[Work request]:
Read through the data, and wherever a line holds the word "black", write that line out.

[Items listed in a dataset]
==========

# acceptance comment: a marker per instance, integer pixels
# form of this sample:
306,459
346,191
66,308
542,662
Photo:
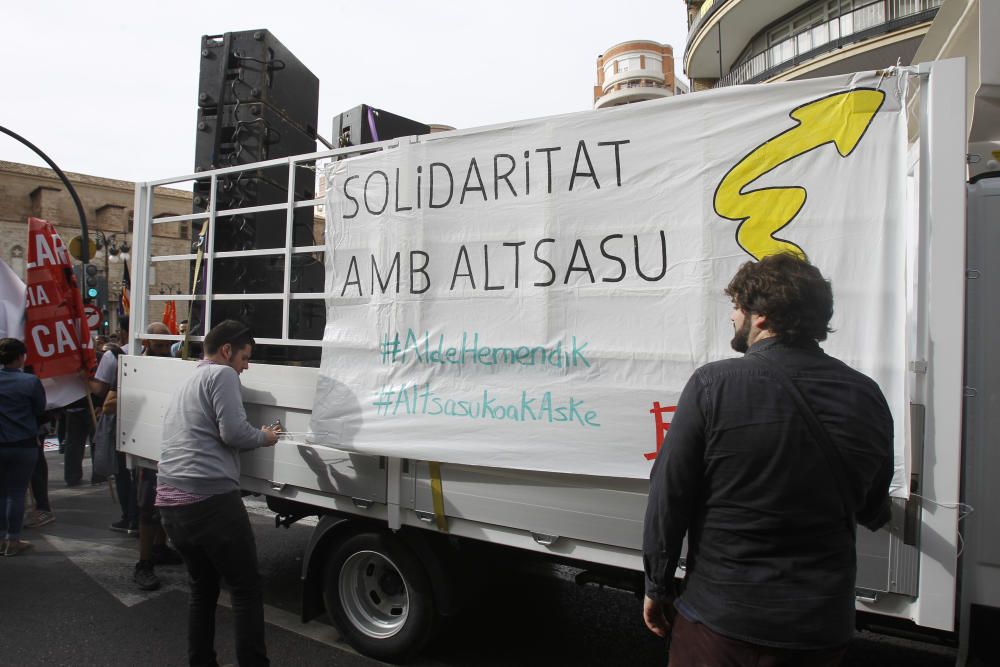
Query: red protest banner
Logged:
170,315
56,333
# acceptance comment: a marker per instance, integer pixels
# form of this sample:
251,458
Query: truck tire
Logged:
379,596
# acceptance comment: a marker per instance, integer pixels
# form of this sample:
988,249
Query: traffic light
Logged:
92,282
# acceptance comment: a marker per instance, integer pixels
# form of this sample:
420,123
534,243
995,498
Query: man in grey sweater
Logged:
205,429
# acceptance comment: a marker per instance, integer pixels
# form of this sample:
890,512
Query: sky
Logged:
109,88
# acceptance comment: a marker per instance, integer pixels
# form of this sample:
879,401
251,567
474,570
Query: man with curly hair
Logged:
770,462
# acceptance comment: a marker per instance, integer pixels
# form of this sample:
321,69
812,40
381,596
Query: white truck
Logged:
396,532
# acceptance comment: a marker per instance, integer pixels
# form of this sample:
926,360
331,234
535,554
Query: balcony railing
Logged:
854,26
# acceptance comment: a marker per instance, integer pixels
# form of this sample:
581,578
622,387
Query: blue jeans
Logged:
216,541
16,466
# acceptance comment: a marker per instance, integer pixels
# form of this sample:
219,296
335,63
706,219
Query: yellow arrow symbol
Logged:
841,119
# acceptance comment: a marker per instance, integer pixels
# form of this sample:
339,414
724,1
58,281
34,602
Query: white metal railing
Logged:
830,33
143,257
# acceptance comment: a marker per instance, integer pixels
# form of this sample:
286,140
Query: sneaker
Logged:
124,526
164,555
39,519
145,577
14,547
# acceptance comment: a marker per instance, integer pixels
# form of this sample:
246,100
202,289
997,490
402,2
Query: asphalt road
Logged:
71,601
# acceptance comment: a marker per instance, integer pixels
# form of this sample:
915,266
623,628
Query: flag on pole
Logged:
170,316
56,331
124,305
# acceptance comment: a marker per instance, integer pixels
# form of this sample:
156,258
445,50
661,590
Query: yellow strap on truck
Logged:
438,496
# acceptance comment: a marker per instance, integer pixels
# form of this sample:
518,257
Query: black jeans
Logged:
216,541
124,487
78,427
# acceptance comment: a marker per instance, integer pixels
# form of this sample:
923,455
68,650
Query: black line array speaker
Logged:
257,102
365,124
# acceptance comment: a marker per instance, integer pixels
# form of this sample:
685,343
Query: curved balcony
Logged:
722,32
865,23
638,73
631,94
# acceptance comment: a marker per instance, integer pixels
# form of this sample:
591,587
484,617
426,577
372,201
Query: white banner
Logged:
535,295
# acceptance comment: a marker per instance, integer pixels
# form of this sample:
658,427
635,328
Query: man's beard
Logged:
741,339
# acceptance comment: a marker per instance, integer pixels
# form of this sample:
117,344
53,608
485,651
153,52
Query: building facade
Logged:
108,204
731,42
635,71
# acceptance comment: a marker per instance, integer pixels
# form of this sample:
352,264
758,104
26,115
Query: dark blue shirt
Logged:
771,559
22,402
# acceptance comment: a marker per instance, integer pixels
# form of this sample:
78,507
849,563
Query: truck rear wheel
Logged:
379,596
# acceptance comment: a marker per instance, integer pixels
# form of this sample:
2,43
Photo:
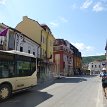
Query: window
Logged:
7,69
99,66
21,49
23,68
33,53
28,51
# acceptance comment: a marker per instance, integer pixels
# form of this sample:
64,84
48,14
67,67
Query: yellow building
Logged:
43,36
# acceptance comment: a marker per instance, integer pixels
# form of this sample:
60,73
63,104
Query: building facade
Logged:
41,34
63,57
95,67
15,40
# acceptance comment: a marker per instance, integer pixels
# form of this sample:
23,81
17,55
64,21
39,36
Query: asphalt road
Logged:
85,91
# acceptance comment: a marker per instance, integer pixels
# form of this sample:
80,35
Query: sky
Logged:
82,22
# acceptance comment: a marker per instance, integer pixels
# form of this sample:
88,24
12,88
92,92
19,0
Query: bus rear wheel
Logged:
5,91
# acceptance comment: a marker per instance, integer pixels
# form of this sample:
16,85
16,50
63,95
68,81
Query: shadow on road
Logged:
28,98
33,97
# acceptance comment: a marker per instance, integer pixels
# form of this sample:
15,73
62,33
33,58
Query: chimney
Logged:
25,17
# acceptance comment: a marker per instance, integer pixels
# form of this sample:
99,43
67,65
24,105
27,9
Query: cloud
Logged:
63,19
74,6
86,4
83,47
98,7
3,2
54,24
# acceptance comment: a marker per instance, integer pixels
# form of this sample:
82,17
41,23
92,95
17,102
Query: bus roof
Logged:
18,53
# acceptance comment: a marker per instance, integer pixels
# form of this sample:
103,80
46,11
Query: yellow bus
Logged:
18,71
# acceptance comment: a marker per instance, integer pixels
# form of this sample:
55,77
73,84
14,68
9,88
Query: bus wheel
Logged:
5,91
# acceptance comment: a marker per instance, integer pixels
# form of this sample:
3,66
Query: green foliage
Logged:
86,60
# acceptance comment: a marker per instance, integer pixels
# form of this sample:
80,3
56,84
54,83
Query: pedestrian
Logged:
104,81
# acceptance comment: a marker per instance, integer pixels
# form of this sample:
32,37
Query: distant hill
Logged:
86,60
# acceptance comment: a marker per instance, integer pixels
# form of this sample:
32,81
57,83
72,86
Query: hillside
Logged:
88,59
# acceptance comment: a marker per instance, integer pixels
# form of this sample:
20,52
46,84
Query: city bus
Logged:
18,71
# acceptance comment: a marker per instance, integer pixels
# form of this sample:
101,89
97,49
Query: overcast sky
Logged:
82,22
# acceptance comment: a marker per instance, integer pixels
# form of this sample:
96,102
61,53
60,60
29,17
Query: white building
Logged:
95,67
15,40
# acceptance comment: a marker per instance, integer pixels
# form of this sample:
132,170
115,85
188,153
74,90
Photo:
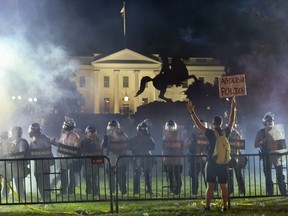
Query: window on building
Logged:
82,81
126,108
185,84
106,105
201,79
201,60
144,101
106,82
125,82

==========

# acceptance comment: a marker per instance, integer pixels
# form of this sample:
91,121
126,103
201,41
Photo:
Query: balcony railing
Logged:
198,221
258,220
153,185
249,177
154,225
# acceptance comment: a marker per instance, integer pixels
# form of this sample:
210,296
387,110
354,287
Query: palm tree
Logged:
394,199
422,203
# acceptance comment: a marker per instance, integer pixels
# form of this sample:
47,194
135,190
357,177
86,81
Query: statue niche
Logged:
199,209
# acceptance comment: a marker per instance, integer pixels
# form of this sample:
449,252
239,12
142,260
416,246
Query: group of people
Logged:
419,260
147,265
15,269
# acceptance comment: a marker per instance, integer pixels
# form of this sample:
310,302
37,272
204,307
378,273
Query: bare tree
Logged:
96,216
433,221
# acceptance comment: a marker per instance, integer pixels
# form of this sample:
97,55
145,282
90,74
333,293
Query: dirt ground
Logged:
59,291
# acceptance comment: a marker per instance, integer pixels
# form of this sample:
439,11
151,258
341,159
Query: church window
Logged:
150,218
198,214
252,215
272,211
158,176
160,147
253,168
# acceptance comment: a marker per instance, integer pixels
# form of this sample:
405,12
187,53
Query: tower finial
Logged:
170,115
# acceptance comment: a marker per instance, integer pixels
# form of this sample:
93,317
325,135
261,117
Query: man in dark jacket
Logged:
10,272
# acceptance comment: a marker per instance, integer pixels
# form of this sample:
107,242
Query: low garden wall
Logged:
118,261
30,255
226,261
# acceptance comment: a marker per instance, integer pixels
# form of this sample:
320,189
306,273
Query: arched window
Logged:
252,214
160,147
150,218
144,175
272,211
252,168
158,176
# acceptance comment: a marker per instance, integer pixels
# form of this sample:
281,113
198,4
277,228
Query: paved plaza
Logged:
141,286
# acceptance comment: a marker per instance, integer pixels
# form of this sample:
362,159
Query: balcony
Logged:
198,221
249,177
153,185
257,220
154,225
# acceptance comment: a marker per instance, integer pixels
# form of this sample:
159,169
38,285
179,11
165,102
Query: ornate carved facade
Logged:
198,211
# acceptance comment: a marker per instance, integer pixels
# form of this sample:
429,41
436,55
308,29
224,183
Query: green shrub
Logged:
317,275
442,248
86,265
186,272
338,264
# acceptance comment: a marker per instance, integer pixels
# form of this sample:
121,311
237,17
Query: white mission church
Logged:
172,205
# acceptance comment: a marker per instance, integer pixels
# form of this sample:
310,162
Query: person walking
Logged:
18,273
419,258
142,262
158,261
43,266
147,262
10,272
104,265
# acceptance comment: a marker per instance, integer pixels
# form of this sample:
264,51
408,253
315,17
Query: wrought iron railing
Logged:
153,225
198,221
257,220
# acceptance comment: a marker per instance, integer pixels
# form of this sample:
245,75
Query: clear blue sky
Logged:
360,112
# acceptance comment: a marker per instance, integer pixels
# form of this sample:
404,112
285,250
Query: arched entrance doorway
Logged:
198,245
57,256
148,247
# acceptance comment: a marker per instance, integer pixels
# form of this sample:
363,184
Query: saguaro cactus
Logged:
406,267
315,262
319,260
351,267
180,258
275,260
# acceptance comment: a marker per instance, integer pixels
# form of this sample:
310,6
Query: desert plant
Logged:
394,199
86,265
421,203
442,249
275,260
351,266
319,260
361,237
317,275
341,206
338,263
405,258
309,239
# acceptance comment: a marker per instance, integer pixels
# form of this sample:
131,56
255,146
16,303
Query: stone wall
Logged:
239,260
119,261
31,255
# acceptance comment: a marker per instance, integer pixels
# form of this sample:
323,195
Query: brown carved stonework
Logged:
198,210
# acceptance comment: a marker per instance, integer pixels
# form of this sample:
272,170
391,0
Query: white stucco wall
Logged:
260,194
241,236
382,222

==========

[Answer to this exercise]:
Query: black jeans
Query: black line array speaker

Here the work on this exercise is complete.